▶ **Problem**
Convert every line below into a JSON array of strings, with one string per line and blank lines omitted.

[Entries for locating named things]

-- begin --

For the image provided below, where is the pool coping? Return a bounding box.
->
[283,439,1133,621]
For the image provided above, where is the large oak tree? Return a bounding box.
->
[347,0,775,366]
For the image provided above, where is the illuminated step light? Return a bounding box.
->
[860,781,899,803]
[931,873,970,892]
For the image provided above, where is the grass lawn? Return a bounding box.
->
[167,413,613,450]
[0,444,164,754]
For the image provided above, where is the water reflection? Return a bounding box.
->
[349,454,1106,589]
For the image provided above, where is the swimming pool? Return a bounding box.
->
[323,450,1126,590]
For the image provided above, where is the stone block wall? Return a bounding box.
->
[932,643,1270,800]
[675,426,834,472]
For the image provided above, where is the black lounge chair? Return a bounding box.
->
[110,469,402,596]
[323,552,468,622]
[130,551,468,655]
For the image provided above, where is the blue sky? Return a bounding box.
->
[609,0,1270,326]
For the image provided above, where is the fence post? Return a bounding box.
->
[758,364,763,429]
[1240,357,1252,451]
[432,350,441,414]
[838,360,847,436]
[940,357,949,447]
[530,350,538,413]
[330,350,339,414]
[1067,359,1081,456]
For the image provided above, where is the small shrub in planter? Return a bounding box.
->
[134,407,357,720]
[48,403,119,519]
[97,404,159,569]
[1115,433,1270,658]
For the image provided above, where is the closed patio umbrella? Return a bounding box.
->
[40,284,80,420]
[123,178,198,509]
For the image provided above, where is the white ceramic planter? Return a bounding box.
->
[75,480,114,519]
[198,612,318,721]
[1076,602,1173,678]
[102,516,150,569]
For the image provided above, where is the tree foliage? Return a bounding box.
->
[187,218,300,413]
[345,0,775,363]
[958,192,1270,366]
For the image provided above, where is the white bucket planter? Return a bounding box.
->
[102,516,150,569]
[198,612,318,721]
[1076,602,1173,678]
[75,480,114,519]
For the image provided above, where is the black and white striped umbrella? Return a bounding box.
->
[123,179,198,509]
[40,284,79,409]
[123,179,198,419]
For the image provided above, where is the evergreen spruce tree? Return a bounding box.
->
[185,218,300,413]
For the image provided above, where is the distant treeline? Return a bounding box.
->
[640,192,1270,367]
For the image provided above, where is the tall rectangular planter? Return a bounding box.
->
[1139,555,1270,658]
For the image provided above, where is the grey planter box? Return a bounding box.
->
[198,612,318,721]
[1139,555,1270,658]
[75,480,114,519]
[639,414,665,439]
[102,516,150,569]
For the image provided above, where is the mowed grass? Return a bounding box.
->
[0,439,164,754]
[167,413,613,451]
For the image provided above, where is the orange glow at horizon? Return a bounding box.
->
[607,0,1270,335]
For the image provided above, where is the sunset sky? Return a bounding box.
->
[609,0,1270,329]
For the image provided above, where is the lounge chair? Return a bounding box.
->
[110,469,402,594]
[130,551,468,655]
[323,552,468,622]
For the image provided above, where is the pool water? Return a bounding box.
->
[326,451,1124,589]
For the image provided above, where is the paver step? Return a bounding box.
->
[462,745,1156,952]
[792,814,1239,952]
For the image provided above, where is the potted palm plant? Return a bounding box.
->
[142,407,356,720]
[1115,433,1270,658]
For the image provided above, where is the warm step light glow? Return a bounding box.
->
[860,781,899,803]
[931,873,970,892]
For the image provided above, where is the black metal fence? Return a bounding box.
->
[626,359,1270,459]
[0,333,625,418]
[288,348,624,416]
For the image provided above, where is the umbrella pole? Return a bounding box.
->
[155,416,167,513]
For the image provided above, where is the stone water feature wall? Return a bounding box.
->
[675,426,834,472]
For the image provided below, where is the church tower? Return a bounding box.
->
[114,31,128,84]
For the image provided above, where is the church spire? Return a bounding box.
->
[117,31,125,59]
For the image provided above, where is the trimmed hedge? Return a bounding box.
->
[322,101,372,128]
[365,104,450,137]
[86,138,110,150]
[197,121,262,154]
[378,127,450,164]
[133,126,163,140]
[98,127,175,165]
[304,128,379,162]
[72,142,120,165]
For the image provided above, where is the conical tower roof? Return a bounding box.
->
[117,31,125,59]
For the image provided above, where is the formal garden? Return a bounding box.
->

-- end --

▶ **Answer to the problem**
[
  "For the image provided below, where is the pool coping? Return a bounding box.",
  "->",
  "[283,439,1133,621]",
  "For the image provided above, where is the large oak tree? Return a bounding box.",
  "->",
  "[347,0,775,366]",
  "For the image provided above, where is the illuminated step light? Return a bounding box.",
  "->",
  "[860,781,899,803]",
  "[931,873,970,892]",
  "For the image provided above, where is the grass lawn? Return a bounding box.",
  "->",
  "[167,413,613,450]",
  "[0,444,164,754]",
  "For the image provided above, where is the water reflection? Return a bounding box.",
  "->",
  "[349,454,1106,589]",
  "For the image provided above, where is the swimming pool? Return a bounding box.",
  "->",
  "[323,450,1126,590]",
  "For the image provided above, where is the stone block wall? Return a bounding box.",
  "->",
  "[932,643,1270,800]",
  "[675,426,834,472]",
  "For the image provided above, where is the black lounge chair? Return a bounding box.",
  "->",
  "[110,469,402,596]",
  "[323,552,468,622]",
  "[130,551,468,655]",
  "For the image provided above, where is the blue sky? Return a bounding box.",
  "->",
  "[609,0,1270,326]",
  "For the image provided above, where is the fence post? Return a bounding box.",
  "->",
  "[758,364,763,429]",
  "[1240,357,1252,451]",
  "[432,350,441,414]",
  "[838,360,847,436]",
  "[940,357,949,447]",
  "[530,350,538,413]",
  "[330,350,339,414]",
  "[1067,359,1081,456]",
  "For the image provided above, where is the small shrub in planter? Return a bounding box.",
  "->",
  "[134,407,357,720]",
  "[48,403,119,519]",
  "[97,404,159,569]",
  "[1115,433,1270,658]",
  "For the image provided above, where is the closed patio umbrella? Return a bounding box.",
  "->",
  "[40,284,80,420]",
  "[123,178,198,509]",
  "For the image provided above, where is the white ceramic planter? Return a bounding box.",
  "->",
  "[75,480,114,519]",
  "[198,612,318,721]",
  "[1076,602,1173,678]",
  "[102,516,150,569]",
  "For the image provided above, where is the tree foliage? Return a bounding box.",
  "->",
  "[187,218,300,413]",
  "[345,0,775,363]",
  "[958,192,1270,366]",
  "For the image provided above, where is the white bucket planter? Return a bounding box.",
  "->",
  "[102,516,150,569]",
  "[198,612,318,721]",
  "[1076,602,1173,678]",
  "[75,480,114,519]",
  "For the image provided above, where is the black and white striped umbrella? Return a bounding box.",
  "->",
  "[123,179,198,509]",
  "[40,284,79,409]",
  "[123,179,198,419]",
  "For the image provided above, where is the evergreen spruce tree? Return a bounding box.",
  "->",
  "[185,218,300,413]",
  "For the image provided above, where is the distant treeline? Return a bounding box.",
  "->",
  "[640,192,1270,367]",
  "For the image provided above, where is the tall rectangular planter? Return a bounding box.",
  "->",
  "[1139,555,1270,658]",
  "For the image provided above, where is the grey planter box? Return a bounding box.",
  "->",
  "[198,612,318,721]",
  "[1139,555,1270,658]",
  "[75,480,114,519]",
  "[639,414,665,439]",
  "[102,516,150,569]",
  "For the image provided above, where is the mowed grass? Return a bounding box.",
  "->",
  "[0,439,164,754]",
  "[167,413,613,451]",
  "For the image provided above, where is the orange glow at horizon? Return a bounding box.",
  "->",
  "[607,0,1270,335]",
  "For the image provided above, where is the sunset sky? Return a bounding box.",
  "->",
  "[609,0,1270,329]",
  "For the image provided above, where is the lounge chair? Return a bounding box.",
  "->",
  "[110,469,402,594]",
  "[130,551,468,655]",
  "[323,552,468,622]",
  "For the image provided above, where is the pool water? Return a bounding box.",
  "->",
  "[326,451,1124,589]",
  "For the image provided above, where is the paver step? Return a bounding box.",
  "->",
  "[462,745,1156,952]",
  "[792,814,1239,952]",
  "For the image provided above, where is the potted palm plant? Return a bounding box.",
  "->",
  "[142,407,356,720]",
  "[1115,433,1270,658]",
  "For the image provided above, where is the warm step light glow? Return a bounding box.",
  "->",
  "[860,781,899,803]",
  "[931,873,970,892]",
  "For the image provided above, where is the black metal fence? Return a bounding box.",
  "->",
  "[626,359,1270,459]",
  "[0,333,625,418]",
  "[288,348,624,416]",
  "For the image provided above, where is the umbrella pole? Return a bounding box.",
  "->",
  "[155,416,167,513]",
  "For the image provided above, where is the stone water feature wall? Return a bounding box.",
  "->",
  "[675,426,834,472]",
  "For the image provided below, where is the church tower? Return a bounding box.",
  "->",
  "[114,31,128,84]",
  "For the image provided above, where is the church spire? Return a bounding box.",
  "->",
  "[117,31,125,59]",
  "For the image provided above, where is the trimmed hedge? Return a bounding box.",
  "->",
  "[322,101,372,128]",
  "[365,104,450,137]",
  "[86,138,110,150]",
  "[197,121,262,154]",
  "[378,127,450,164]",
  "[133,126,163,140]",
  "[98,127,175,165]",
  "[304,128,379,162]",
  "[72,142,120,165]",
  "For the image provided above, where is the conical tower roof? Return a bounding box.",
  "->",
  "[117,31,125,59]",
  "For the image provided above, where is the formal garden? Return a bounding box.",
  "->"
]